Referring expression data:
<<<<

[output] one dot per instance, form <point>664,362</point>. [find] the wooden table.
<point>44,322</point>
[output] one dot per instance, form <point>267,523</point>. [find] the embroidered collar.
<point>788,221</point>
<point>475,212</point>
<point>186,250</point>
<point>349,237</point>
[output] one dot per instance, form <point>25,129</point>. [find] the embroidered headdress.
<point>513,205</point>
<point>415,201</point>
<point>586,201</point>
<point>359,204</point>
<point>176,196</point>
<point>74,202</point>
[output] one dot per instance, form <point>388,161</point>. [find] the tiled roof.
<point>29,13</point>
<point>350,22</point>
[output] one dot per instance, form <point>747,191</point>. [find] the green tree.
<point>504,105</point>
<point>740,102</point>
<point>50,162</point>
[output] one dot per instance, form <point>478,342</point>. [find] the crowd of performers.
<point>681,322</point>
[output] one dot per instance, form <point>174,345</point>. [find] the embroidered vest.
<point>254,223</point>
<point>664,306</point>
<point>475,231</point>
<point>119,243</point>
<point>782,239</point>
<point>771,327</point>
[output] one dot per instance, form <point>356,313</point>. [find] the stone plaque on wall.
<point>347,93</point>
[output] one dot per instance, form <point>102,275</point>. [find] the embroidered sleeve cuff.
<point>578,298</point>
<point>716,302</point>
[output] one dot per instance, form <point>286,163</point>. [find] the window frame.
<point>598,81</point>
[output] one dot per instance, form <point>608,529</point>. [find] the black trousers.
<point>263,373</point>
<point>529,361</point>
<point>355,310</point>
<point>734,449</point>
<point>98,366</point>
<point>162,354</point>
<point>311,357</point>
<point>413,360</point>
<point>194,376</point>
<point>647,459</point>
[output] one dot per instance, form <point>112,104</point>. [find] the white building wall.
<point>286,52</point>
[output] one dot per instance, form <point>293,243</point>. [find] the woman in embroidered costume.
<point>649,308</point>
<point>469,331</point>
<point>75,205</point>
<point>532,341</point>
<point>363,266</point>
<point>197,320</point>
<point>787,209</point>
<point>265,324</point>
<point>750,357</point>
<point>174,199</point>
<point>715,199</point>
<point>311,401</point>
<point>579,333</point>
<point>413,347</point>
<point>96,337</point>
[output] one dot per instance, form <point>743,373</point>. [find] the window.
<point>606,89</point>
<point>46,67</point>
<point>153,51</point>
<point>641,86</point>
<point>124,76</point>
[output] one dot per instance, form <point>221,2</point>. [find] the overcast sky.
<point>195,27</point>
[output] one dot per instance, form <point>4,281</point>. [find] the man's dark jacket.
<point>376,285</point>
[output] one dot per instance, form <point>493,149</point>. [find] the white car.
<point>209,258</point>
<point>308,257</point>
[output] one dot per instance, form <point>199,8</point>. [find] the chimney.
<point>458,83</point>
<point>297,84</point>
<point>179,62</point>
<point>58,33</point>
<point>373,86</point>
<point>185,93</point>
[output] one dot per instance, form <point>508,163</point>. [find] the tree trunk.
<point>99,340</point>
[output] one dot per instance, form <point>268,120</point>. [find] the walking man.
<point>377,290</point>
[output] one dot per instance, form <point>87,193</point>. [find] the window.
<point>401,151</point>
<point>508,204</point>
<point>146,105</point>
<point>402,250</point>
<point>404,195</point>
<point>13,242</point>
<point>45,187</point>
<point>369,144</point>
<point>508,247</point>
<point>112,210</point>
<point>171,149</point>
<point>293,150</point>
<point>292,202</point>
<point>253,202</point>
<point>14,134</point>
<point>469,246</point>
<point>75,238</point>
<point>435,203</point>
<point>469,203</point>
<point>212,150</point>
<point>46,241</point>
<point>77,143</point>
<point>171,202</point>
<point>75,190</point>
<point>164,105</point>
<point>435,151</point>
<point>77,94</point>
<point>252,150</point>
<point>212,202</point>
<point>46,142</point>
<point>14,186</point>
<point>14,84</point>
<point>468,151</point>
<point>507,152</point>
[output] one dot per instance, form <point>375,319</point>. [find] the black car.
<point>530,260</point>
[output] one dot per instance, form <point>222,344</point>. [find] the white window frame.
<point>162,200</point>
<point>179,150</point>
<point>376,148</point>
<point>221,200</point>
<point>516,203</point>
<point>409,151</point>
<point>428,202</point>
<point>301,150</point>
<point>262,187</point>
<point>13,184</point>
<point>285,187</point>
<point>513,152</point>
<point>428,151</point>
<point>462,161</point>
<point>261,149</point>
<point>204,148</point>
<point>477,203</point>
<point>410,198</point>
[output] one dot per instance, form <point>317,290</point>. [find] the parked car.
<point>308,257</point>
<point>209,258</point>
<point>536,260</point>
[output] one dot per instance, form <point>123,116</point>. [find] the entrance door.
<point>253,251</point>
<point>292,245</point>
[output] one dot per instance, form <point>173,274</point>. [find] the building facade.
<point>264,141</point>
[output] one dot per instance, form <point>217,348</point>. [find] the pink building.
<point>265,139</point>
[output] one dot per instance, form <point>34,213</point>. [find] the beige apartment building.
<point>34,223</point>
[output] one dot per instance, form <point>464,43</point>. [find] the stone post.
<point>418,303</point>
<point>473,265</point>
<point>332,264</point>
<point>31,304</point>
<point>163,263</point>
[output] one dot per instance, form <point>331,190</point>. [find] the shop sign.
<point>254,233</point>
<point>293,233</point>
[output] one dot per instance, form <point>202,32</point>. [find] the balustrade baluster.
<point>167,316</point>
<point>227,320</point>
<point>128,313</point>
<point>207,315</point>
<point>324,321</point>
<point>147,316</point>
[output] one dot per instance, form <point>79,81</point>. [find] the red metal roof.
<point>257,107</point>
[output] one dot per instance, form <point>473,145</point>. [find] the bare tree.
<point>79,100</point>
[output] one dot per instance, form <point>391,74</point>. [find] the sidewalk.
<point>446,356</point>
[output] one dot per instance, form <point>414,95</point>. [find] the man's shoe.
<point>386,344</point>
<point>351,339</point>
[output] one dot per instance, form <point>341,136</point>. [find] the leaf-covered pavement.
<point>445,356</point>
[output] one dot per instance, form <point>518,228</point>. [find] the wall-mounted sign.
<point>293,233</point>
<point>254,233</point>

>>>>

**Your objective:**
Print every record above exactly as it appears.

**Result of this task:**
[output] one dot per instance, form <point>664,362</point>. [find] the wooden table.
<point>44,322</point>
[output] one dot per instance, form <point>267,523</point>. [find] the embroidered collar.
<point>788,221</point>
<point>475,212</point>
<point>186,250</point>
<point>349,237</point>
[output] one dot per instance, form <point>25,129</point>. [find] the embroidered headdress.
<point>513,205</point>
<point>415,201</point>
<point>586,201</point>
<point>359,204</point>
<point>176,196</point>
<point>74,202</point>
[output] one dot per instance, form <point>388,161</point>. [find] the tiled roof.
<point>29,13</point>
<point>350,22</point>
[output] one dot per instance, form <point>747,191</point>. [find] the green tree.
<point>504,105</point>
<point>740,102</point>
<point>50,162</point>
[output] one dot per instance, form <point>478,342</point>. [find] the crowd of performers.
<point>681,322</point>
[output] one dot per instance, form <point>174,345</point>. [find] the embroidered vest.
<point>254,223</point>
<point>664,306</point>
<point>475,231</point>
<point>119,243</point>
<point>782,239</point>
<point>771,327</point>
[output] one dot per instance, form <point>356,313</point>. [find] the stone plaque on wall.
<point>347,93</point>
[output] one dot per instance, form <point>102,275</point>. [find] the embroidered sleeve cuff.
<point>578,298</point>
<point>716,302</point>
[output] one dot per instance, form <point>286,163</point>. [find] the window frame.
<point>598,81</point>
[output] one dot per instance, form <point>608,529</point>. [find] the black trousers.
<point>263,373</point>
<point>529,361</point>
<point>355,310</point>
<point>734,449</point>
<point>98,366</point>
<point>162,354</point>
<point>311,357</point>
<point>413,360</point>
<point>194,376</point>
<point>647,459</point>
[output] one dot per instance, form <point>112,104</point>. [find] the white building wall.
<point>286,52</point>
[output] one dot per instance, form <point>293,243</point>. [find] the woman in embroidered costume.
<point>649,308</point>
<point>469,331</point>
<point>75,205</point>
<point>532,341</point>
<point>363,266</point>
<point>197,320</point>
<point>787,209</point>
<point>265,324</point>
<point>750,357</point>
<point>174,199</point>
<point>715,199</point>
<point>311,401</point>
<point>579,333</point>
<point>413,347</point>
<point>96,337</point>
[output] one dot per instance, form <point>743,373</point>. [find] the window.
<point>606,89</point>
<point>46,67</point>
<point>153,51</point>
<point>641,86</point>
<point>124,76</point>
[output] one dot per instance, form <point>221,2</point>. [find] the overcast sky.
<point>195,27</point>
[output] one dot per instance, form <point>4,281</point>. [find] the man's dark jacket.
<point>376,285</point>
[output] one dot per instance, form <point>493,149</point>. [find] the white car.
<point>209,258</point>
<point>308,257</point>
[output] one dot per instance, form <point>199,8</point>. [find] the chimney.
<point>458,83</point>
<point>297,84</point>
<point>179,62</point>
<point>58,33</point>
<point>373,86</point>
<point>185,93</point>
[output] one dot per instance, form <point>508,163</point>. [find] the tree trunk.
<point>99,340</point>
[output] one dot per instance, form <point>268,120</point>. [find] the walking man.
<point>377,290</point>
[output] one dot per instance, form <point>87,193</point>. [find] the window.
<point>401,151</point>
<point>508,204</point>
<point>146,105</point>
<point>402,250</point>
<point>404,195</point>
<point>13,242</point>
<point>45,187</point>
<point>369,144</point>
<point>508,247</point>
<point>112,210</point>
<point>171,149</point>
<point>293,150</point>
<point>292,202</point>
<point>253,202</point>
<point>14,134</point>
<point>469,246</point>
<point>75,238</point>
<point>435,203</point>
<point>469,203</point>
<point>212,150</point>
<point>46,241</point>
<point>77,143</point>
<point>171,202</point>
<point>75,190</point>
<point>164,105</point>
<point>435,151</point>
<point>77,94</point>
<point>252,150</point>
<point>212,202</point>
<point>46,142</point>
<point>14,186</point>
<point>14,84</point>
<point>468,151</point>
<point>507,152</point>
[output] one dot per instance, form <point>375,319</point>. [find] the black car.
<point>530,260</point>
[output] one dot per instance, form <point>222,344</point>. [find] the white window frame.
<point>162,200</point>
<point>179,150</point>
<point>376,148</point>
<point>221,200</point>
<point>516,203</point>
<point>409,151</point>
<point>428,202</point>
<point>301,150</point>
<point>262,187</point>
<point>13,184</point>
<point>285,187</point>
<point>513,152</point>
<point>428,151</point>
<point>462,161</point>
<point>261,149</point>
<point>204,148</point>
<point>477,203</point>
<point>410,198</point>
[output] one dot per instance, form <point>317,290</point>. [find] the parked car.
<point>308,257</point>
<point>209,258</point>
<point>536,260</point>
[output] one dot per instance, form <point>123,116</point>. [find] the entrance door.
<point>253,251</point>
<point>292,245</point>
[output] one dot per instance, form <point>173,274</point>. [find] the building facade.
<point>264,141</point>
[output] one dot per instance, form <point>217,348</point>. [find] the pink building.
<point>265,139</point>
[output] one dot per instance, form <point>34,213</point>. [find] the beige apartment building.
<point>34,223</point>
[output] one dot per instance, form <point>464,43</point>. [find] the stone post.
<point>418,303</point>
<point>473,265</point>
<point>332,264</point>
<point>31,304</point>
<point>163,263</point>
[output] one dot per instance, form <point>331,190</point>. [find] the shop sign.
<point>254,233</point>
<point>293,233</point>
[output] one dot per instance, form <point>202,32</point>. [find] the balustrade baluster.
<point>167,316</point>
<point>227,320</point>
<point>128,313</point>
<point>207,315</point>
<point>324,321</point>
<point>147,316</point>
[output] one dot per instance, form <point>79,81</point>. [find] the red metal roof.
<point>257,107</point>
[output] one dot per instance, form <point>473,145</point>. [find] the bare tree.
<point>79,100</point>
[output] one dot per instance, form <point>391,74</point>. [find] the sidewalk.
<point>446,356</point>
[output] one dot per instance, form <point>414,95</point>. [find] the man's shoe.
<point>386,344</point>
<point>351,339</point>
[output] one dot per instance, form <point>341,136</point>. [find] the leaf-covered pavement.
<point>445,356</point>
[output] one dot per instance, form <point>518,228</point>. [find] the wall-mounted sign.
<point>293,233</point>
<point>254,233</point>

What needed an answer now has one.